Tasks and exercises:
(1) In the podcast conversation, list the voting steps given in the lines that start with "There's a link."
(2) According to the podcast conversation, what was Giggly Squad nominated for?
(3) Please carry on the podcast conversation from its last line, keeping the same casual back-and-forth.

Text segment:
No, but we had a great time and we definitely have to go back.
Yeah. One thing we didn't mention last week is the Giggly Squad cult got nominated for podcast of the year.
With iHeart. Which, you know what's so crazy is like I do.
You've never been nominated for anything. No, I do forget that like we have a podcast.
That people listen. Yeah, like I – it really – Yeah.
Unless like we do an episode where like I drop seven bombs and like walk away. Then I notice it because I'll get like the girls will be chatting.
But like week to week when we're just like shooting the shit, I do forget. We're people's inside joke.
Like they don't talk about it on the internet. It's just like we're in their head right like we're all besties girlies yeah um so when I saw that we got nominated for podcast of the year it was like a very surreal moment and it's I think the awards are at South by Southwest but to vote you have to like make a profile which I know is like annoying you have have to get a – I have to be honest.
I haven't voted yet because it was like you have to sign up for iHeart.
No, the admin, I was like, guys, no gigglers are doing this.
Give it to someone else.
This is our – if we've ever brought you joy, and I will do it right after this.
There's a link.
Yeah.
Press it.
Put a username and password for iHeart.
Vote for Giggly Squad as your favorite podcast.
Yeah.
And then we'll party till dawn. I mean, we'll go to bed at 9 p.m.
9 p.m. Yeah.
No, so I think that was like, we didn't even talk about it. We're so humble.
No, I just think I didn't. I thought it was a scam.
Me too. Do you listen to any podcasts? I do.
When I used to like walk to work and have a nine to five, I needed a podcast or music in my ear. I feel like with our job now, it's hard.
I'll listen to like one of a lot of different people. I don't have one that I'm like, I have to listen to this every week.
I'm the same way. I do one-offs.
I'm also like kind of nerdy. Like I like entrepreneurial pods, like how they built this and like that kind of stuff.
Like girls who started a brand. Like a couple months ago, I listened to like Mariana Hewitt on a podcast.
Yes. And I was like, I'm obsessed with you.
I love that stuff. Or I like comics talking about like how they made a joke.
Yeah. No, those are – here's a good one.
Here's the other thing. I listen to our pod every week.
And that's where you're like sick in the head. That's where like your brain needs to be studied because – I listen to it every week.
I can't listen to my own voice. And like kudos to all of you who like listen to me every week.

Collected data:

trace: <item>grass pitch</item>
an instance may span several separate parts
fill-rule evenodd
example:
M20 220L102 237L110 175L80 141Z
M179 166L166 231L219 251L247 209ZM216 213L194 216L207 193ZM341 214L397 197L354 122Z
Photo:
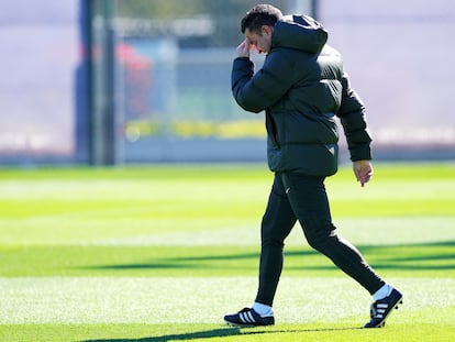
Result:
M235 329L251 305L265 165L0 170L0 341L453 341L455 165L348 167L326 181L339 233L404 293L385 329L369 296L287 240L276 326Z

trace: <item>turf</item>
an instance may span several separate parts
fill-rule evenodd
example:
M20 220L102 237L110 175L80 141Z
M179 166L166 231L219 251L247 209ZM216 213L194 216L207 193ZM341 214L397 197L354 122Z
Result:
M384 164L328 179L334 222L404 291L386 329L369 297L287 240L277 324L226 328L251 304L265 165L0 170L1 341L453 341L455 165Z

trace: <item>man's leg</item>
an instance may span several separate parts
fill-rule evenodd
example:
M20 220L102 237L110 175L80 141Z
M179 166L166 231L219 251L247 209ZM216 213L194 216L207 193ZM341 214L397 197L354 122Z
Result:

Replies:
(1)
- Press the link.
- Put a username and password for iHeart.
- Vote for Giggly Squad as your favorite podcast.

(2) Podcast of the year, with iHeart.

(3)
Thank you. I can't.
You know what's funny? I thought about this the other week. I usually don't like the sound of my own voice either.
But I remembered when I – remember when you were little like we we had answering machines, like legit machines. Yeah.
And you'd be like, beep, just kidding. Like people would do the most insane voicemails.
I would beg my mom every day, like, let me redo the answering machine. And she would always let me.
And there was something about like pressing record and then doing like I would do it in a Jersey accent. I would do it in a British accent.
I would like come up with these different ideas of like what the answering machine should be. And I was obsessed with it.
And then I was like, wait, I host a podcast now. That was your practice to become a podcaster.
I was like, mom, record. I'm ready.
I remember that I had one that was literally me giggling, which is so obviously us coded. It was me being like, this is not a L.A.
And I did that like in college. And then I started to like apply for jobs.
And I remember my mom being like, hey, you have like professional people calling you and you're just giggling in your voicemail. Can you have more professional? I think I still I haven't redone it for like 20 years.
No, I wish my family like saved that machine. I mean, I was like seven years old and I was like, I think I could do a British accent.
Literally because I watched The Parent Trap once.
Now that you're single, are you going to go to bars and pretend you have a different accent and name?
Have you ever done that?
Yes.
What is with like girls loving to do that?
Being like, I'm British.
My name is Annie tonight.
It's just really freeing because I feel like you aren't, you already know like you're not, it's for the emotionally unavailable. A hundred percent.
And it's for like, it's stressful to be yourself. It's almost like when you act as a character, you're completely like, do whatever you want because you're like, that's not me.
He didn't reject me. Right right he rejected annie who's honestly kind of stuck up well you know it's funny because i feel like i've so i talked to so many i'm in my dms recently too because the girls are sending like a lot of motivational things and so like being with the girls that are single in their early 30s one of the biggest things is like we're not in our 20s anymore so it's like not that you can't be single the way you were in your 20s.
You can do whatever you want. But it's you almost like don't want to be.
Like when I got single at like 28, I was like, catch me in every single club that exists in New York City. And like I was there.
Like you could find me in a club. Now I'm like, I would pass away.
Yeah, I don't know how you did that. If I went to a club till 4 a.m., like I'd literally pass away.
So it is weird like thinking of like, okay, well, what am I going to do being single? I've done a couple of dinners with my girlfriends. I haven't gone like out, out yet.
as you guys know I partnered with DSW to curate the cutest spring shoe collection. Just fabulous.
It's just so freaking adorable. Okay, so I picked a bunch of flats, a bunch of fun heels, and a bunch of sneakers.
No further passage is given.